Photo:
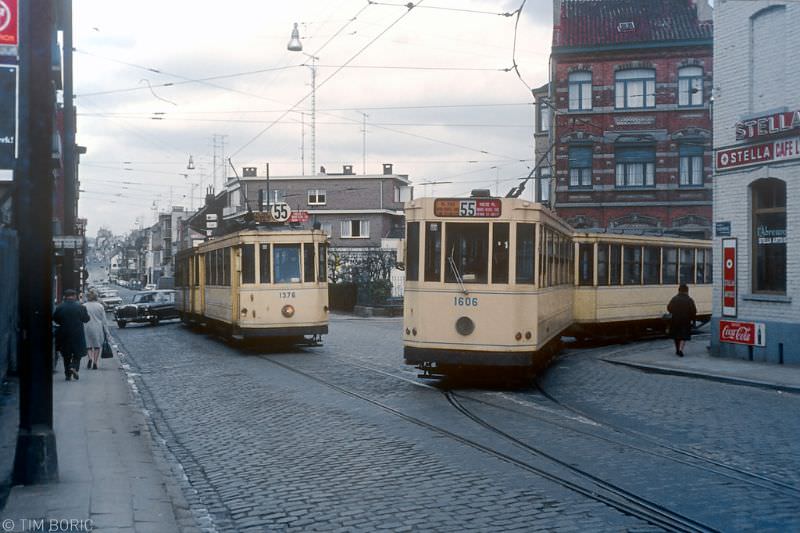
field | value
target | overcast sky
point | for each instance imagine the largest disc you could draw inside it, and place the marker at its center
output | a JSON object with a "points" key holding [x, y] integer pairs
{"points": [[156, 81]]}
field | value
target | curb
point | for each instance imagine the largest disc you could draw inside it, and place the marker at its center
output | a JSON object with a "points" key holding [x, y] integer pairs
{"points": [[699, 375]]}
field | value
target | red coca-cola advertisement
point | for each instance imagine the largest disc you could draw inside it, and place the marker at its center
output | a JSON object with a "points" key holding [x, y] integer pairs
{"points": [[749, 333]]}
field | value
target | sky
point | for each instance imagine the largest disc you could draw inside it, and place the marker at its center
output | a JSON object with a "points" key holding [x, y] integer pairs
{"points": [[158, 82]]}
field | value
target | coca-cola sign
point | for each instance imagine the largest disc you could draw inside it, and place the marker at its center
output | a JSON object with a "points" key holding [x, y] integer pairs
{"points": [[749, 333]]}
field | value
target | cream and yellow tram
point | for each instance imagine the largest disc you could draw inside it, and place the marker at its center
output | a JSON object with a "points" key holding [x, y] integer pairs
{"points": [[623, 282], [256, 283], [489, 283]]}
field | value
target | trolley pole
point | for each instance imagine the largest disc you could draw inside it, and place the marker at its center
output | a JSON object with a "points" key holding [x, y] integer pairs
{"points": [[35, 460]]}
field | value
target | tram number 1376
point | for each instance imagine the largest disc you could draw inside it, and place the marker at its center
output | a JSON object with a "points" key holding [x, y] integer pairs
{"points": [[461, 301]]}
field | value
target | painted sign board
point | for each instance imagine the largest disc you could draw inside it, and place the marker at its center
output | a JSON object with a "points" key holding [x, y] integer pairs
{"points": [[758, 154], [729, 297], [468, 208], [749, 333]]}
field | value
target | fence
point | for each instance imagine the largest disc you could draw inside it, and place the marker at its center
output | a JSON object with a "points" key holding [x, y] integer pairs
{"points": [[9, 282]]}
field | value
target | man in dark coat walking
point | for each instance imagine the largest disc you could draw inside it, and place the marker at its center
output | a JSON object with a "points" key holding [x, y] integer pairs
{"points": [[683, 313], [70, 316]]}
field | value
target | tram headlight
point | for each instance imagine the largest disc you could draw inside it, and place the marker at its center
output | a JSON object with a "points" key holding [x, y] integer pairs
{"points": [[465, 326]]}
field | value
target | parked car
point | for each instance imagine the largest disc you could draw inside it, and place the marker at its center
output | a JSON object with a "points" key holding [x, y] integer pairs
{"points": [[110, 299], [147, 306]]}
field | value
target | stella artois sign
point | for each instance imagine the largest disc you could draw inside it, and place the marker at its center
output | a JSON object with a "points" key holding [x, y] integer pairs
{"points": [[749, 333]]}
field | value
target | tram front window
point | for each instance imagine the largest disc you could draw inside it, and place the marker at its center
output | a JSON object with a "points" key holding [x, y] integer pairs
{"points": [[467, 253], [287, 263]]}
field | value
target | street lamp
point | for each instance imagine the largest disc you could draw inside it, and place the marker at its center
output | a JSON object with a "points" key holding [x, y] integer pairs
{"points": [[296, 46]]}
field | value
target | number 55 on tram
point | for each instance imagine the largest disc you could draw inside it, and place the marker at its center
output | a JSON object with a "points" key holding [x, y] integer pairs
{"points": [[489, 283]]}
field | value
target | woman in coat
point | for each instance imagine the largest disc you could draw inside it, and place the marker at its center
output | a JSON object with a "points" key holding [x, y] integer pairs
{"points": [[683, 313], [96, 329]]}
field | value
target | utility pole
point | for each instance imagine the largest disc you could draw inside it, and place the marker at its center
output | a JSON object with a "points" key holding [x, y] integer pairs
{"points": [[36, 460]]}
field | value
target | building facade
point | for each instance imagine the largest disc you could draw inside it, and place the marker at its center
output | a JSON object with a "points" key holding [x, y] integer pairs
{"points": [[629, 116], [757, 155]]}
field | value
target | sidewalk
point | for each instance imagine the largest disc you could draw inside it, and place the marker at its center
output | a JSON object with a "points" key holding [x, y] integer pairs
{"points": [[660, 357], [110, 479]]}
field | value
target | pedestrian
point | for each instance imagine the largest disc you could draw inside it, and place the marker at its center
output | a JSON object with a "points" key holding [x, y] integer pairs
{"points": [[683, 312], [96, 329], [70, 317]]}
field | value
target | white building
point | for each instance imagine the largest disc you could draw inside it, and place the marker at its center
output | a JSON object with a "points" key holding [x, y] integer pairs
{"points": [[757, 182]]}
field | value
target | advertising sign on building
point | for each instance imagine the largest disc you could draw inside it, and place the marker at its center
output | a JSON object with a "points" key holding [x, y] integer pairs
{"points": [[9, 34], [749, 333], [729, 277], [8, 115]]}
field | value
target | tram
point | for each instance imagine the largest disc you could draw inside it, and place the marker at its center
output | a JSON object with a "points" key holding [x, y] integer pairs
{"points": [[256, 284], [496, 282]]}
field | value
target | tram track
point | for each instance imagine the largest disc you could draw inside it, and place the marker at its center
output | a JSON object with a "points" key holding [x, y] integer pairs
{"points": [[586, 484]]}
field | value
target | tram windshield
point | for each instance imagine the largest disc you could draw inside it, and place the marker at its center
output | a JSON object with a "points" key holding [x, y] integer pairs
{"points": [[467, 253], [287, 263]]}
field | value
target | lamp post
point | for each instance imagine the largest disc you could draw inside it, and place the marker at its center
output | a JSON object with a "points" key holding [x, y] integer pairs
{"points": [[296, 46]]}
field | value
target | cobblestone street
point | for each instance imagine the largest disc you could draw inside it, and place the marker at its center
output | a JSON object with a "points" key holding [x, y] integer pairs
{"points": [[344, 436]]}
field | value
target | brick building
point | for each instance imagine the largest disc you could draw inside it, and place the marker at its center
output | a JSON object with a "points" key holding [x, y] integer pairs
{"points": [[756, 306], [629, 106]]}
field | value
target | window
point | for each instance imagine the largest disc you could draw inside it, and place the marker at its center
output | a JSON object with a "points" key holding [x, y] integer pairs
{"points": [[652, 265], [500, 252], [317, 197], [308, 262], [433, 251], [690, 86], [632, 265], [412, 251], [467, 253], [248, 263], [264, 263], [580, 91], [322, 263], [586, 264], [355, 229], [636, 166], [691, 165], [769, 236], [526, 240], [287, 263], [635, 88], [580, 166], [544, 116]]}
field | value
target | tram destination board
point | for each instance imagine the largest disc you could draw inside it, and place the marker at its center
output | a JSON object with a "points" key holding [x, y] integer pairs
{"points": [[468, 208]]}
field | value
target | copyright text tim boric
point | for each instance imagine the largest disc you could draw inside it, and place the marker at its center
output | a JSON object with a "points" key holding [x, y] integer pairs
{"points": [[45, 524]]}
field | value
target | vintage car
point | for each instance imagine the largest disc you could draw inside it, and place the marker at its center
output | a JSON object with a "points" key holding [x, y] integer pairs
{"points": [[147, 306]]}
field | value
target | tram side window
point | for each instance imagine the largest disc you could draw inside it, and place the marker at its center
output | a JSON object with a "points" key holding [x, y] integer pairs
{"points": [[687, 265], [412, 251], [467, 252], [308, 262], [500, 253], [287, 263], [322, 268], [248, 263], [526, 244], [670, 266], [586, 264], [633, 265], [602, 264], [652, 265], [433, 251], [616, 264], [264, 263]]}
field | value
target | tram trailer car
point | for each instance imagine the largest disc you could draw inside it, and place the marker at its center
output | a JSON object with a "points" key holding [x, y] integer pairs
{"points": [[489, 284], [256, 284], [495, 283]]}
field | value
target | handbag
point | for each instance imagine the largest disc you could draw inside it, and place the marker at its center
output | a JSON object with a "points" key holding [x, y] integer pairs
{"points": [[106, 352]]}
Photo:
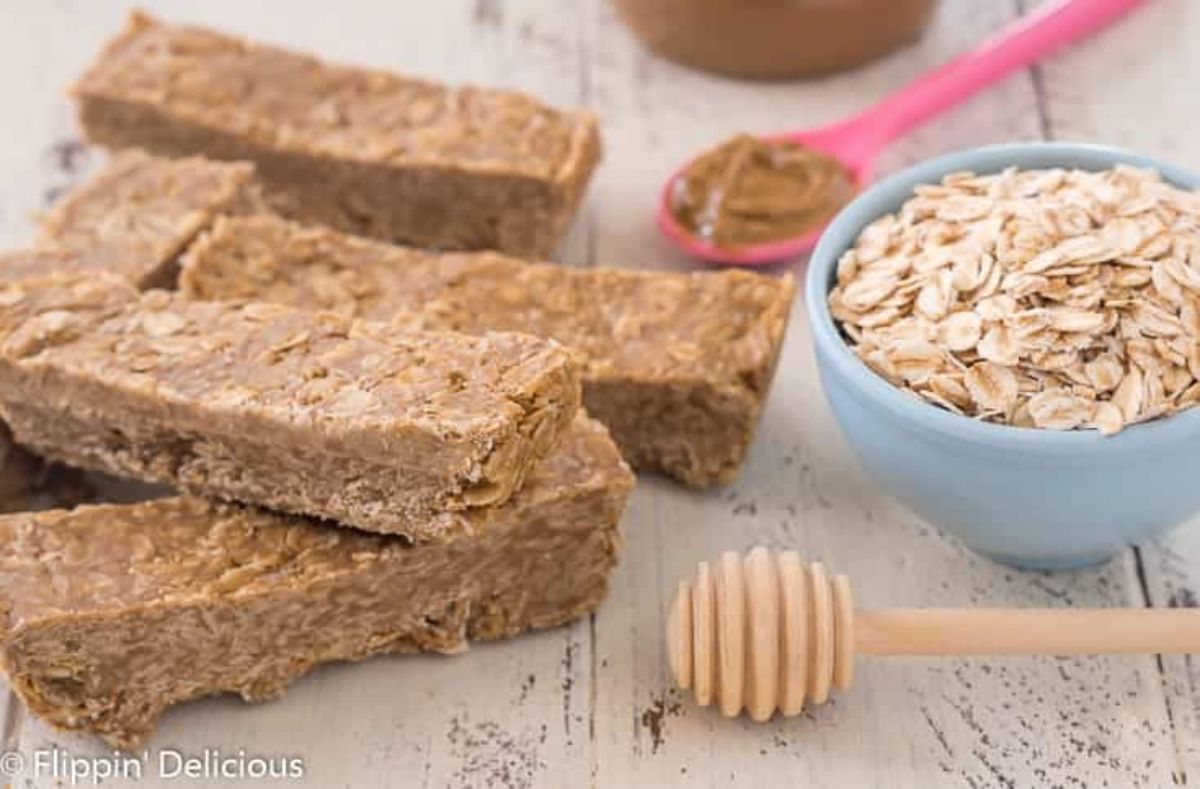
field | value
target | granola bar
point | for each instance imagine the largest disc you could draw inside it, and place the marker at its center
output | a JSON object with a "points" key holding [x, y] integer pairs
{"points": [[112, 614], [678, 366], [305, 413], [365, 151], [135, 218], [19, 473]]}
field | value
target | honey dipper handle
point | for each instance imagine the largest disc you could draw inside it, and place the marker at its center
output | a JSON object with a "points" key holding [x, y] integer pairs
{"points": [[1026, 631]]}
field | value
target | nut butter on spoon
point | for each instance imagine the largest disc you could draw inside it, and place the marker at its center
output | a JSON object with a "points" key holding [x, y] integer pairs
{"points": [[755, 200]]}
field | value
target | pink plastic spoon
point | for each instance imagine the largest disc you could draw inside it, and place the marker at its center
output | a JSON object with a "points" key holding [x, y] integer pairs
{"points": [[856, 142]]}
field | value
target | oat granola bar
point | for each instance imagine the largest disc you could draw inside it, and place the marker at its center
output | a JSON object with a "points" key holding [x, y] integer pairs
{"points": [[133, 218], [19, 473], [678, 366], [306, 413], [365, 151], [112, 614]]}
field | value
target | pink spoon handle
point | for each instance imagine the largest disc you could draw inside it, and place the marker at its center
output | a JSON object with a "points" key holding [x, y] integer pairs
{"points": [[1017, 46]]}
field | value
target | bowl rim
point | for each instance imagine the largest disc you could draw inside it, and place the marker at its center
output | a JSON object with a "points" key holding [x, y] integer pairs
{"points": [[886, 196]]}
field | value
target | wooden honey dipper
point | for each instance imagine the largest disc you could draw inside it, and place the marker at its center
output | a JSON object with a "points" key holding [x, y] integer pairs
{"points": [[766, 632]]}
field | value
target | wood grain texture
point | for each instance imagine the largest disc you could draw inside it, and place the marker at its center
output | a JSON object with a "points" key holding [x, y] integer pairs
{"points": [[587, 705]]}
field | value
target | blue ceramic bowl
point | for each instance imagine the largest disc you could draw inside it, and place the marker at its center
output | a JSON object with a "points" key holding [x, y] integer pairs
{"points": [[1037, 499]]}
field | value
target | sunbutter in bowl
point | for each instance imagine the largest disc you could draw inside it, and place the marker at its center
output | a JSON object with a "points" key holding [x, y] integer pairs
{"points": [[774, 38], [1007, 338]]}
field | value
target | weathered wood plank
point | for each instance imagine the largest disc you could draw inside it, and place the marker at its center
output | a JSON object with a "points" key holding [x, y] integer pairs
{"points": [[909, 722]]}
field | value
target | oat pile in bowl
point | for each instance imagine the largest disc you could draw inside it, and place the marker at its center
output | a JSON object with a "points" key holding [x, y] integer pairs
{"points": [[1053, 299]]}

◇ ◇ ◇ ◇ ◇

*EXERCISE REQUIREMENTS*: Pull out every line of the items above that contains the word "street". Case counts.

*RESULT*:
target | street lamp
target | cobblestone street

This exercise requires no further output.